§ Work instruction: Among the lines of the records, find all that carry the word "silver" and copy them.

§ Record set:
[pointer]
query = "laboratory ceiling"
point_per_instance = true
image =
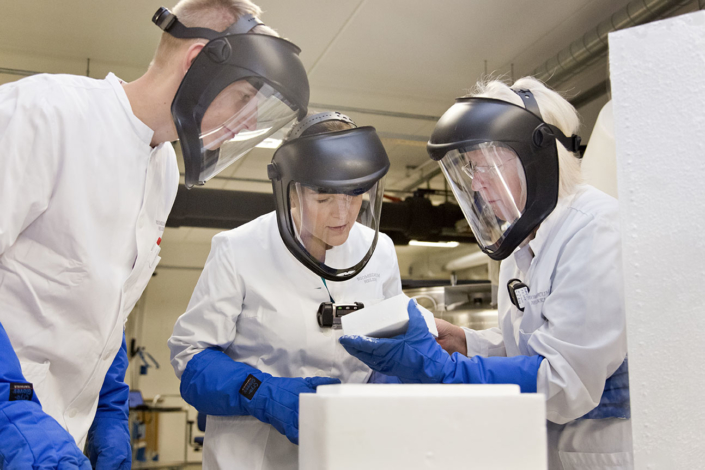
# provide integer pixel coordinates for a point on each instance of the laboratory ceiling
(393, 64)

==

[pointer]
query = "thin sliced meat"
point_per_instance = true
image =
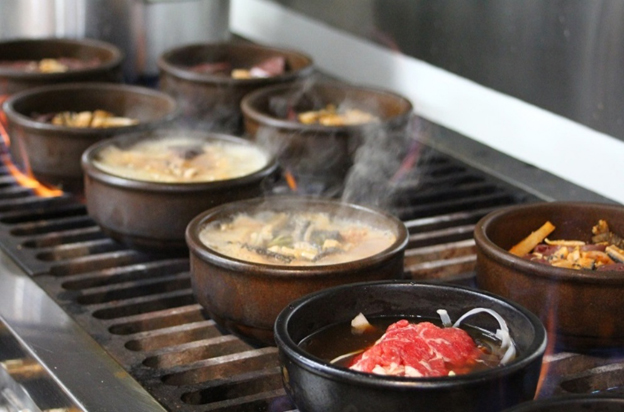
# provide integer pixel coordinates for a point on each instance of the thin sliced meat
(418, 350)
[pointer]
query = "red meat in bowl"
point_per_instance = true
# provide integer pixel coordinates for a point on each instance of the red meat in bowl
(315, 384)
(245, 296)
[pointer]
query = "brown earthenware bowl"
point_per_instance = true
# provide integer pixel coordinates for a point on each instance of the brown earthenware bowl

--

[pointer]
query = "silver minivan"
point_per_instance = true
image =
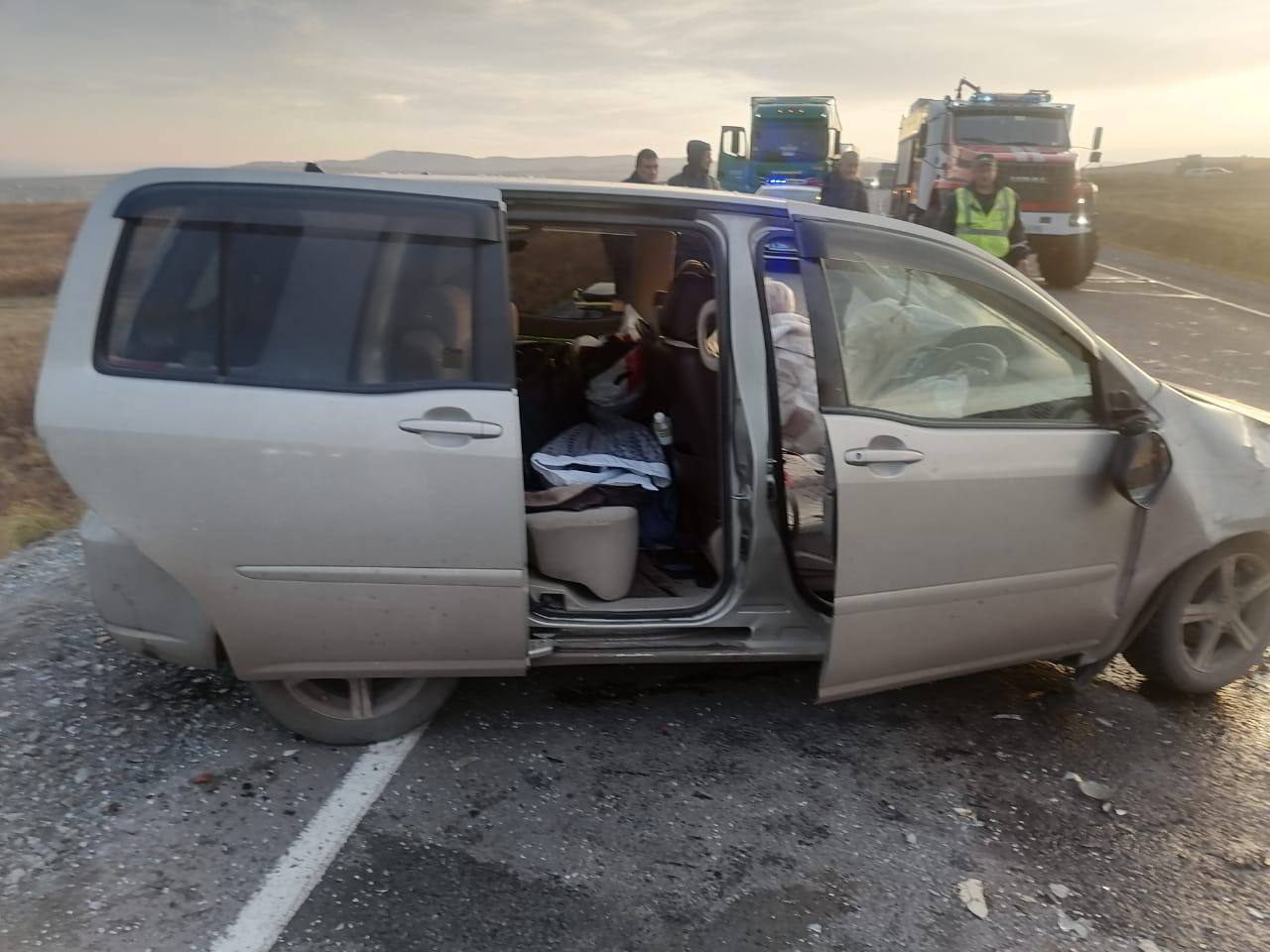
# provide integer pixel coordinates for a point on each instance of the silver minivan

§ Solution for this exercise:
query = "silver minivan"
# provide integer pixel coordinates for a point on each instance of the silver minivan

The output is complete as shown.